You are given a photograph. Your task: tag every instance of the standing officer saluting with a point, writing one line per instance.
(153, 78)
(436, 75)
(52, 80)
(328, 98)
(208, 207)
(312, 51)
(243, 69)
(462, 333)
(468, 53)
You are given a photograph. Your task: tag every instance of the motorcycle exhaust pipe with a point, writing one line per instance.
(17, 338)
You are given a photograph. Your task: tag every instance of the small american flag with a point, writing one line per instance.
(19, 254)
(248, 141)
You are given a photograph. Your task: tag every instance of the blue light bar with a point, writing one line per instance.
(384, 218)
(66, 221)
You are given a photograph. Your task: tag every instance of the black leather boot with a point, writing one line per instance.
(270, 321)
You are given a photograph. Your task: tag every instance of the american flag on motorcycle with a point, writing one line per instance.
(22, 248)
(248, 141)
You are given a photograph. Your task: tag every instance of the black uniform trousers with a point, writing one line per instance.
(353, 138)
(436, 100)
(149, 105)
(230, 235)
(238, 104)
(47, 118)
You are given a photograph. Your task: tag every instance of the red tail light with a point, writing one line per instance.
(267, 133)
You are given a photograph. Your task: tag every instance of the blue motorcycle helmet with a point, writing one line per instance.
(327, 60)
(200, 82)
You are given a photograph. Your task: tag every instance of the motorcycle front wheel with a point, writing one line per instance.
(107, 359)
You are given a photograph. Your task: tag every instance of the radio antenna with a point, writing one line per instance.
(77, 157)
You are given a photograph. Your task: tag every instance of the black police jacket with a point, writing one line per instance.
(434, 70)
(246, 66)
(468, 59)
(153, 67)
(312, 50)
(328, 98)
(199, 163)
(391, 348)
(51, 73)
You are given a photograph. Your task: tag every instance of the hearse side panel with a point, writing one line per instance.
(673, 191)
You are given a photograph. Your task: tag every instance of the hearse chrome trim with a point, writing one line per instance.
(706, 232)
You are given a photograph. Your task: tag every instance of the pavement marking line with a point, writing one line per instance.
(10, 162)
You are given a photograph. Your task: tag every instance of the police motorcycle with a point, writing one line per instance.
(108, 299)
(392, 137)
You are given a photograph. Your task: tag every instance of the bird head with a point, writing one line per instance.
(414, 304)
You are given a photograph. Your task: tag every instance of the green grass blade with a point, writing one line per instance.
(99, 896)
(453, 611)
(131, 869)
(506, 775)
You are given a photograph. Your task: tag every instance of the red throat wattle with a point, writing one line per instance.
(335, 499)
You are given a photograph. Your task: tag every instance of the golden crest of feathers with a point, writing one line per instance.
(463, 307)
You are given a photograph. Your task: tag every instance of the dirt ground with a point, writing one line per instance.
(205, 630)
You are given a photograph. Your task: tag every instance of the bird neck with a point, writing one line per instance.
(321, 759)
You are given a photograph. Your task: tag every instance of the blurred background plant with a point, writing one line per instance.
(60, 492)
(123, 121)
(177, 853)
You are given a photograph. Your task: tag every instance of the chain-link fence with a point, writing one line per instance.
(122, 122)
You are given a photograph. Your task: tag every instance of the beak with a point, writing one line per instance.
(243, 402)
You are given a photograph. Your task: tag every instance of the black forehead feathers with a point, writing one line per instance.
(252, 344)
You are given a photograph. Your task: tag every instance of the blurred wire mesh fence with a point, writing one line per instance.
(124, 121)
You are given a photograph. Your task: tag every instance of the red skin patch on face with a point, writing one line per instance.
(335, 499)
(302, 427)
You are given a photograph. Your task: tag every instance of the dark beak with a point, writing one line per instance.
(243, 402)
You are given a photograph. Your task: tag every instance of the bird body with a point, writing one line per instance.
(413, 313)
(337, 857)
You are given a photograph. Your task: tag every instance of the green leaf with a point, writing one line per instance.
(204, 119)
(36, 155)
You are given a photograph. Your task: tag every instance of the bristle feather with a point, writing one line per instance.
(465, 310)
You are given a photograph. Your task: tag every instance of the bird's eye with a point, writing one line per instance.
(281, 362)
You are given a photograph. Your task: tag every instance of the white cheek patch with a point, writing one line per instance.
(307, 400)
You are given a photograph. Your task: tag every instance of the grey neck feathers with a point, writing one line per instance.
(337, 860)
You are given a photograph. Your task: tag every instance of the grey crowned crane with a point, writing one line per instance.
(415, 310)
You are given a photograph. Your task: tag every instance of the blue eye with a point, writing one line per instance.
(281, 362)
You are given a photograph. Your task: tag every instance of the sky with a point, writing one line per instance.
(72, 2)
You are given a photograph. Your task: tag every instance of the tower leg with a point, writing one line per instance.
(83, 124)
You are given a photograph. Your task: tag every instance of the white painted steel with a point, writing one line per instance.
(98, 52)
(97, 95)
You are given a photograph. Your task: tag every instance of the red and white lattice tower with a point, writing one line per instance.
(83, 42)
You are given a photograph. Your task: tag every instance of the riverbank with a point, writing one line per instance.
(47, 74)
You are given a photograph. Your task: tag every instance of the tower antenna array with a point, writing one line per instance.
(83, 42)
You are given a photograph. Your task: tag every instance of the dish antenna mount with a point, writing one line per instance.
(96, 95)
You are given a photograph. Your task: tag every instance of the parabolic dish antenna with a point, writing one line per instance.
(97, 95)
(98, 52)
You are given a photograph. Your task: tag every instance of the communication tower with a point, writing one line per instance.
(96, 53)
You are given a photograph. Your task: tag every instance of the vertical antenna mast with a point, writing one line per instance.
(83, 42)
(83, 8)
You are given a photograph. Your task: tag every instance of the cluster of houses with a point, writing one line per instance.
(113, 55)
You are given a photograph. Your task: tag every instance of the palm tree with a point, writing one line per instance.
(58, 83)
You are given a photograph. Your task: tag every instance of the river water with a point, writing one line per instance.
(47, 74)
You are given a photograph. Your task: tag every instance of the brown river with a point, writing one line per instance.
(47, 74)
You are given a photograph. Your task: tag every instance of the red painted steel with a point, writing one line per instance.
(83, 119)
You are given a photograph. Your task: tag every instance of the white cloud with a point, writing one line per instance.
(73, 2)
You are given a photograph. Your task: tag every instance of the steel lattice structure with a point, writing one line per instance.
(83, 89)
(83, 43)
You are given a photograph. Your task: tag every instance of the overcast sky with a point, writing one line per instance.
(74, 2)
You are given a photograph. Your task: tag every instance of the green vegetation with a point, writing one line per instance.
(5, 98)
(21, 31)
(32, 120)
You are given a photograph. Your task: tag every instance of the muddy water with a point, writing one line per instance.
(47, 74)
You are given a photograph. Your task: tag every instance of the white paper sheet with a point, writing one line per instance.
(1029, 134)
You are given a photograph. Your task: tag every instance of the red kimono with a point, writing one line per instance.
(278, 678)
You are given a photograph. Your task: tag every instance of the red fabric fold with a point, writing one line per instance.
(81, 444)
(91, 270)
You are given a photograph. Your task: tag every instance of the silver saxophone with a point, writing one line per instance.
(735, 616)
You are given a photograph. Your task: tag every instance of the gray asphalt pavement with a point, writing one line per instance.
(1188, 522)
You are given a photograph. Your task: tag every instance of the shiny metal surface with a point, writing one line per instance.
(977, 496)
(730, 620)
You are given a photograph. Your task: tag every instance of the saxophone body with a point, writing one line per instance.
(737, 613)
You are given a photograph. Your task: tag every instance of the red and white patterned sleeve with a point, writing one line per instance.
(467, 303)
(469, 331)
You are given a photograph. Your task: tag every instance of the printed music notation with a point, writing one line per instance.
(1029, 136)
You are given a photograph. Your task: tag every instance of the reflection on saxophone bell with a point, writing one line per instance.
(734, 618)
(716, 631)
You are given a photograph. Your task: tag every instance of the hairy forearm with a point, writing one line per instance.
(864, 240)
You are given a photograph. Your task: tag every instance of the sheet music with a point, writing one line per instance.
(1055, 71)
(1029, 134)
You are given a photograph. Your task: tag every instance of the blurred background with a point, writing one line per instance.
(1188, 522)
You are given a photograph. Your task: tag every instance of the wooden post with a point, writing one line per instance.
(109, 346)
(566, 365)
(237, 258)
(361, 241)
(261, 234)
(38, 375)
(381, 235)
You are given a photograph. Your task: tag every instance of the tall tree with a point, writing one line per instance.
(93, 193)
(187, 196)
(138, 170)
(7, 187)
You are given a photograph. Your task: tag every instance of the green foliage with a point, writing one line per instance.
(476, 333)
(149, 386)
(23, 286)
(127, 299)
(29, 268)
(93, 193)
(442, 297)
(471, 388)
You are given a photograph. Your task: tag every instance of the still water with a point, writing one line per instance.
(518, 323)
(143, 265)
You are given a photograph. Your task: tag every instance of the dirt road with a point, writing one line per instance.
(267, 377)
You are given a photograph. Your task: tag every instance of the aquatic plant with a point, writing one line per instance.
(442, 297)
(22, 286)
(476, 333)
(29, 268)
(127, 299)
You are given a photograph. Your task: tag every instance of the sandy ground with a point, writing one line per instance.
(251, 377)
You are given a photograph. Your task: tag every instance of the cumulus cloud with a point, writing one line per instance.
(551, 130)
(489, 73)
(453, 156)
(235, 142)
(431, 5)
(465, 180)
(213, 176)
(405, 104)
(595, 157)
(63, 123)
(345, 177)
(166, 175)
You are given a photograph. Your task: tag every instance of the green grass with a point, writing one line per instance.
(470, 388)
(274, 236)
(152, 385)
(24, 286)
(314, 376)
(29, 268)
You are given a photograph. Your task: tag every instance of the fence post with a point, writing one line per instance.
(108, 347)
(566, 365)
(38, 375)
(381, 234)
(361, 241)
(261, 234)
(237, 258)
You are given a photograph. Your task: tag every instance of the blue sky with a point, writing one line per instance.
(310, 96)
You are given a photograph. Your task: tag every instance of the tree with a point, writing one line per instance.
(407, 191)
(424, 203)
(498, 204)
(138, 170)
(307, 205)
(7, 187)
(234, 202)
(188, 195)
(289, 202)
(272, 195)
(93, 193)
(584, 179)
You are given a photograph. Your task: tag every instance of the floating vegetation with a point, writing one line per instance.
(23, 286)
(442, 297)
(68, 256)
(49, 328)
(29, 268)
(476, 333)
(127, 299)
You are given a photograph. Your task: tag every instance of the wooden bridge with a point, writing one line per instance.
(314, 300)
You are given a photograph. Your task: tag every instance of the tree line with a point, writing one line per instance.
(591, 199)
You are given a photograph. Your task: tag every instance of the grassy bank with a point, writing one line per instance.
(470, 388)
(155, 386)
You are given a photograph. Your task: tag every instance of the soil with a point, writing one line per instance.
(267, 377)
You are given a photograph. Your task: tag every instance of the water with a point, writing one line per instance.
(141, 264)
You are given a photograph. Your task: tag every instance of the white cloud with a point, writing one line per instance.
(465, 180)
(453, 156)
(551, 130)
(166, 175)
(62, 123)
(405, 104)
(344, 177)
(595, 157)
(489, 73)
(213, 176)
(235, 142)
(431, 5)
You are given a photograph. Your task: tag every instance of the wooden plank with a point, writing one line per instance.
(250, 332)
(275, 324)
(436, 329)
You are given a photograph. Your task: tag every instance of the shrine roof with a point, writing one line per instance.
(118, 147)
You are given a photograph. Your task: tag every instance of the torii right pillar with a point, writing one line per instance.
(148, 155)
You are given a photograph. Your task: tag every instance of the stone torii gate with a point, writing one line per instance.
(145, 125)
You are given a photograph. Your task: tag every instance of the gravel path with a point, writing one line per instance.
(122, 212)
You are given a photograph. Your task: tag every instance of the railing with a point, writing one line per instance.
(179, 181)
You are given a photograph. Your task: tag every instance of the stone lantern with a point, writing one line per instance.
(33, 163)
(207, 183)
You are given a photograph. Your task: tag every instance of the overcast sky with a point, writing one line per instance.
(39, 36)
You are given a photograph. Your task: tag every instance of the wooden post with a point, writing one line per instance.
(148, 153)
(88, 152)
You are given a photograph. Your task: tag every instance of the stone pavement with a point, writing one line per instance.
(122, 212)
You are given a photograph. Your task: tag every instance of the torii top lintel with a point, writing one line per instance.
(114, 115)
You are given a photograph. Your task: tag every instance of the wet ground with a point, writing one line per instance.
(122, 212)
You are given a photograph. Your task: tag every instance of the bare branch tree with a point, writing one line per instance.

■ **GOAL**: Extract the closing run of lines, starting with the one containing "the wooden plank" and ending at the last, exactly as written.

■ **EXPECTED ANSWER**:
You are given a photograph. Your task: tag every instance of the wooden plank with a point, writing one line per instance.
(250, 332)
(275, 324)
(436, 329)
You are given a photograph. Your task: tag every instance of the shrine roof with a point, writing one line per instance.
(118, 147)
You are given a photograph. Your task: tag every instance of the torii right pillar with a point, writing one line per instance.
(148, 155)
You are given a photograph. Your task: tag every instance of the stone torii gate with a point, writing one line per instance.
(145, 125)
You are given a photograph. Your task: tag every instance of the gravel path with a point, writing one line per instance.
(122, 212)
You are given a photograph. Your task: tag every instance of the railing with a point, writing one line per instance.
(179, 181)
You are given a photograph. Your task: tag every instance of the stone lantern with a point, writing one line per instance.
(33, 163)
(207, 183)
You are given a photograph. Your task: tag every instance of the overcast sky with a point, writing one line per instance.
(39, 36)
You are given a photograph. Your task: tag every instance of the wooden post with a point, writing one line per instance.
(148, 153)
(88, 152)
You are given a photograph. Your task: tag every instance of the stone pavement with a point, writing one line per instance.
(122, 212)
You are given a photograph. Your task: tag every instance of the torii top lintel with a point, writing one line per instance.
(114, 115)
You are given a photograph. Your task: tag every instance of the wet ground with a point, writing one line per instance.
(122, 212)
You are given a photograph. Your task: tag every instance of the bare branch tree with a point, writing one line per instance.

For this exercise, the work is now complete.